Tarefas solicitadas:
A: No texto sobre os curativos de pele de tilápia, quantas unidades do insumo biológico compunham o primeiro lote enviado ao Sul?
B: Prossiga com o texto sobre os curativos de pele de tilápia para cavalos feridos nas enchentes, a partir da última frase apresentada.

Texto extraído:
********************
Curativos de pele de tilápia, desenvolvidos por pesquisadores do Ceará, serão utilizados no tratamento de cavalos feridos nas enchentes no Rio Grande do Sul. As principais lesões foram causadas nas patas dos animais, pelo excesso de tempo que ficaram submersas na água.
O primeiro lote, com 70 unidades do insumo biológico, foi enviado ao Sul no início do mês, e mais 300 peles estão sendo preparadas pelo Núcleo de Pesquisa e Desenvolvimento de Medicamentos da Universidade Federal do Ceará (UFC) para possível novo envio ao estado gaúcho.
O médico Edmar Maciel, cirurgião plástico, coordenador geral da pesquisa da pele de tilápia e presidente do Instituto de Apoio ao Queimado (IAQ), explica que a ajuda foi solicitada por uma veterinária da cidade de Nova Santa Rita (RS), a cerca de 20 km de Porto Alegre.
“Fomos procurados pra orientá-la sobre o uso de pele, porque ela estava com peles de rãs sendo utilizadas. Depois, em contato com a nossa veterinária Behatriz Odebrecht, ela nos falou que gostaria de ter a pele de tilápia, se seria possível”, relata Dr. Edmar.
********************
Material fornecido:

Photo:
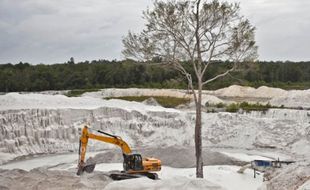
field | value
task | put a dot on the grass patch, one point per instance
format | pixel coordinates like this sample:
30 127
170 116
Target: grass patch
248 107
165 101
76 93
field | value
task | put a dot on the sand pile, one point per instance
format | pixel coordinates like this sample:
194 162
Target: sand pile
176 157
41 178
289 177
293 98
114 92
244 91
180 183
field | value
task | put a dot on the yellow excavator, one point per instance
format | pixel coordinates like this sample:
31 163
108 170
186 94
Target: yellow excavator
134 165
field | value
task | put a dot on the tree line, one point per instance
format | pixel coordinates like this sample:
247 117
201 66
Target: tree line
127 73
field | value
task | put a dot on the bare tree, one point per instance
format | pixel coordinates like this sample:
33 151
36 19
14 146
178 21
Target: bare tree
196 33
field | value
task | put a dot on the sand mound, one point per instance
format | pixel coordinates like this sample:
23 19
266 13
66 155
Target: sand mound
41 178
151 101
172 156
293 98
290 177
179 183
244 91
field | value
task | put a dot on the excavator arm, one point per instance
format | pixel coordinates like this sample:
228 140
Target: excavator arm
108 139
134 165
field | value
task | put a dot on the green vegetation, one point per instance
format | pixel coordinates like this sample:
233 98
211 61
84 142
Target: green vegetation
165 101
75 93
124 74
234 107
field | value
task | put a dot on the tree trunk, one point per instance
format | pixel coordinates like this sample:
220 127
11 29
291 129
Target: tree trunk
198 141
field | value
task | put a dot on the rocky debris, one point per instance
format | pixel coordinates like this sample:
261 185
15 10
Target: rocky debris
41 178
176 157
151 101
289 177
180 183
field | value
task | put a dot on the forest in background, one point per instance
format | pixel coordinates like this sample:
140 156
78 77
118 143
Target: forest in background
127 73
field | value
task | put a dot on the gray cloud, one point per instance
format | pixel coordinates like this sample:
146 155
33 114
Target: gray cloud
51 31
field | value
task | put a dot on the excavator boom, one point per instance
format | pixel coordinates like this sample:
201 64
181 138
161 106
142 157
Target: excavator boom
134 164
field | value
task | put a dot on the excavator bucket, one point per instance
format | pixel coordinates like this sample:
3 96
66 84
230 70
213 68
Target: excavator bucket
87 168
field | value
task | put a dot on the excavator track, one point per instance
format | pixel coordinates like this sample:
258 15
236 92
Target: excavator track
122 175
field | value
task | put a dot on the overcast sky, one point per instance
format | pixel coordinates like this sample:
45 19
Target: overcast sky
52 31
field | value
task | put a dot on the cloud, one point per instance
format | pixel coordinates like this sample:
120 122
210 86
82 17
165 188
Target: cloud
51 31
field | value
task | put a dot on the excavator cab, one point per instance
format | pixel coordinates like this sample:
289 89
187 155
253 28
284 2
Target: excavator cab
132 162
134 165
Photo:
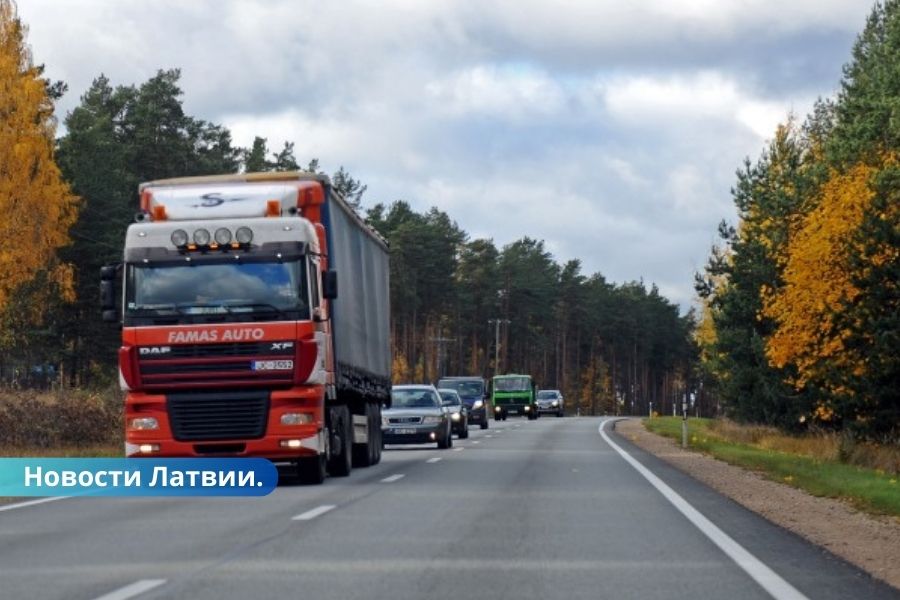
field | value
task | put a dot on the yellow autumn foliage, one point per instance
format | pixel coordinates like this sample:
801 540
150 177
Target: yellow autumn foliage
36 205
817 281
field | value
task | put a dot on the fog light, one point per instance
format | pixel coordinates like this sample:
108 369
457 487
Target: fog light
143 423
296 418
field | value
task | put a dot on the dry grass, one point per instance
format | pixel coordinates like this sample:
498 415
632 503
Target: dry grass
819 445
73 419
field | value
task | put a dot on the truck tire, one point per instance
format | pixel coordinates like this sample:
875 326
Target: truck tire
364 454
311 469
340 463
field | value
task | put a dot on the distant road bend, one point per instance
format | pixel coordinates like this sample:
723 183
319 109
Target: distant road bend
553 508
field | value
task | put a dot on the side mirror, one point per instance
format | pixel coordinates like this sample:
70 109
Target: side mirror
329 285
108 304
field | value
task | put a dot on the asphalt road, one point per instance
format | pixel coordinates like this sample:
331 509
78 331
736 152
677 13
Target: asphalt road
527 509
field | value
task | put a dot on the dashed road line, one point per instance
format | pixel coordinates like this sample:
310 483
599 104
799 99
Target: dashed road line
31 503
768 579
313 513
132 590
********************
Respostas a seguir:
A: 70 unidades.

B:
Além do envio das peles – que “chegaram lá nessa segunda (10), porque o acesso está difícil” –, a equipe do pesquisador realizou uma capacitação online com os membros da clínica veterinária gaúcha para orientar sobre o uso da pele de tilápia nas feridas em cavalos por submersão.
A submersão dificulta o sangue a chegar na pele, pela vasoconstrição, bloqueando a microcirculação. A pele necrosa e cai. A vantagem do uso da pele de tilápia nessas feridas é que não precisa trocar o curativo diariamente, diminuindo o sofrimento do animal.
Edmar Maciel
Médico e coordenador geral da pesquisa
O médico explica que o curativo biológico com a pele do peixe é trocado, inicialmente, a cada três ou quatro dias, tempo que se espaça à medida que a cicatrização evolui. O tratamento completo dura, em média, 3 meses.
“Estamos preparando um novo lote, estará pronto em 20 dias, mas não sabemos se mandaremos (ao RS). Vamos aguardar esses primeiros resultados, o acompanhamento por parte da nossa equipe. Se enviarmos um novo lote, algum membro da equipe vai participar”, informa Dr. Edmar.
Técnica pioneira
A pesquisa sobre o uso de pele de tilápia em lesões humanas iniciou em fevereiro de 2015, a priori investigando os efeitos do curativo biológico em queimaduras e, depois, em feridas, cirurgias ginecológicas e outras aplicações regenerativas.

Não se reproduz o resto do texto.